### TEXT PROVIDED
The Hindu world view spread eastward from India into Thailand carrying its sensuous vision of a despotic god-king who squandered vast amounts of the national wealth on palaces, harems, and personal monuments. All authority radiated from his divine, sexually potent being, and his oppressively conspicuous consumption was but further proof of his divine right to power.

After a thousand years of Chinese military occupation, Vietnam bad absorbed its northern neighbor's Confucian ideal of meritocratic government: welleducated, carefully selected mandarins were given a high degree of independent administrative authority but were expected to adhere to rigid standards of ethical behavior. While the imperial court frequently violated Confucian ethics by selling offices to unqualified candidates, the Emperor himself remained piously unaware while such men exploited the people in order to make a return on their investment.

Although Chinese and Indian influence spread across the lowland plains of Vietnam and Thailand, the remote mountain regions of Laos and the Burmese Shan States remained less susceptible to these radically innovative concepts of opulent kingdoms and centralized political power. Laos and the Shan States remained a scattering of minor principalities whose despotic princes and sawbwas usually controlled little more than a single highland valley. Centralized power went no further than loosely organized, feudal federations or individualy powerful fiefdoms that annexed a few neighboring valleys.

The tenacious survival of these antiquated political structures is largely due to Western intervention in Southeast Asia during the last 150 years. In the midnineteenth century, European gunboats and diplomats broke down the isolationist world view of these traditional states and annexed them into their farflung empires. The European presence brought radical innovations-modern technology, revolutionary political ideas, and unprecedented economic oppression-which released dynamic forces of social change, While the European presence served initially as a catalyst for these changes, their colonial governments were profoundly conservative, and allied themselves with the traditional native elite to suppress these new social forces-labor unions, tenants' unions, and nationalist intellectuals. And when the traditional elite proved unequal to the task, the colonial powers groomed a new commercial or military class to serve their interests. In the process of serving the Europeans, both the traditional elite and the new class acquired a set of values that combined the worst of two worlds. Rejecting both their own traditions of public responsibility and the Western concepts of humanism, these native leaders fused the crass materialism of the West with their own traditions of aristocratic decadence. The result was the systematic corruption that continues to plague Southeast Asia.

The British found the preservation of the Shan State sawbwas an administrative convenience and reversed the trend of gradual integration with greater Burma. Under British rule, the Shan States became autonomous regions and the authority of the reactionary sawbwas was reinforced.

In Laos, after denying the local princes an effective voice in the government of their own country for almost fifty years, the French returned these feudalistic incompetents to power overnight when the First Indochina War made it politically expedient for them to Laotianize.

And as the gathering storm of the Vietnamese revolution forced the French to Vietnamize in the early 1950s, they created a government and an army from the only groups at all sympathetic to the French presence -the French-educated, land-owning families and the Catholic minority. When the Americans replaced the French in Indochina in 1955, they confused progressive reform with communism and proceeded to spend the next seventeen years shoring up these corrupted oligarchies and keeping reform governments out of power.

In Thailand a hundred years of British imperial councilors and twenty-five years of American advisers have given the royal government a certain veneer of technical sophistication, but have prevented the growth of any internal revolutions that might have broken with the traditional patterns of corrupted autocratic government.
######
### LISTING
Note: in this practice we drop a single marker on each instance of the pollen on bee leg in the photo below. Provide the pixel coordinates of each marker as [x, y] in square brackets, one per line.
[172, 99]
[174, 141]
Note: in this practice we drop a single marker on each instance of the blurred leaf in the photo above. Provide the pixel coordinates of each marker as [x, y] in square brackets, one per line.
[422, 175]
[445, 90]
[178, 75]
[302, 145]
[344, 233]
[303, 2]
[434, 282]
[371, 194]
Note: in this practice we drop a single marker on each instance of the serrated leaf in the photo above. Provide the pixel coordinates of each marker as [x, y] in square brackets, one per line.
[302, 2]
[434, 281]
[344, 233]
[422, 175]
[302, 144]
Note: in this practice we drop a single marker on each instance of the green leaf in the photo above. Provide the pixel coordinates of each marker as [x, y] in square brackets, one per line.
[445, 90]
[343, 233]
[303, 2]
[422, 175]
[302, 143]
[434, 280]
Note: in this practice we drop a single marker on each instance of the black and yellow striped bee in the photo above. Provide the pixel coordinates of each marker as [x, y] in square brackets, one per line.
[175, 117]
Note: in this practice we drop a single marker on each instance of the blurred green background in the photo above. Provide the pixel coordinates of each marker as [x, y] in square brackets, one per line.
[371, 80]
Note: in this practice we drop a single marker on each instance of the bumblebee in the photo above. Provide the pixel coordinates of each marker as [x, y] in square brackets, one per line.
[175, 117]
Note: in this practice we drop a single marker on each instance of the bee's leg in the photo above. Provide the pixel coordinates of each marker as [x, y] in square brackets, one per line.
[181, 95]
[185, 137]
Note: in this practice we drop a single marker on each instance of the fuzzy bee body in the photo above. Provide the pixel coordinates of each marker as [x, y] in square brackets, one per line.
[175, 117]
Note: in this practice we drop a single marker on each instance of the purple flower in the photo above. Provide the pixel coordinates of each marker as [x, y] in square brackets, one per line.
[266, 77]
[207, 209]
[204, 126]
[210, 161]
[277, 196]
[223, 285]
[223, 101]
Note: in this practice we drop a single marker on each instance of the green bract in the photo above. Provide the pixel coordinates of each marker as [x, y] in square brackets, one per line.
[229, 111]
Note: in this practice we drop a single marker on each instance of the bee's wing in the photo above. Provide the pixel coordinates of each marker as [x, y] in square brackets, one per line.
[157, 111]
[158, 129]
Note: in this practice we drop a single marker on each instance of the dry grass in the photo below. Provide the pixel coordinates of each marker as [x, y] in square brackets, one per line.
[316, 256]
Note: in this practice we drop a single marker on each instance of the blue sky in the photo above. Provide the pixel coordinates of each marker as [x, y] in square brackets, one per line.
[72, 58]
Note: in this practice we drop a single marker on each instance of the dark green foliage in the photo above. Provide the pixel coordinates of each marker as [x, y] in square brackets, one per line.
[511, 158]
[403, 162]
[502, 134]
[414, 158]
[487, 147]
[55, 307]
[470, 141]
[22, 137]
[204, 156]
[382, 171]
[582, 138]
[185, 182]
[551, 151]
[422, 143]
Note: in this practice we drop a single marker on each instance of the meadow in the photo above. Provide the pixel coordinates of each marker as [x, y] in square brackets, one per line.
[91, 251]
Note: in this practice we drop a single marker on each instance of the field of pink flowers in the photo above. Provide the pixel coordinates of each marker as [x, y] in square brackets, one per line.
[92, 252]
######
→ **WHAT TO DO**: In the passage on Southeast Asian politics, what year did the Americans replace the French in Indochina? The rows come from a separate source.

→ **FINAL RESULT**: 1955.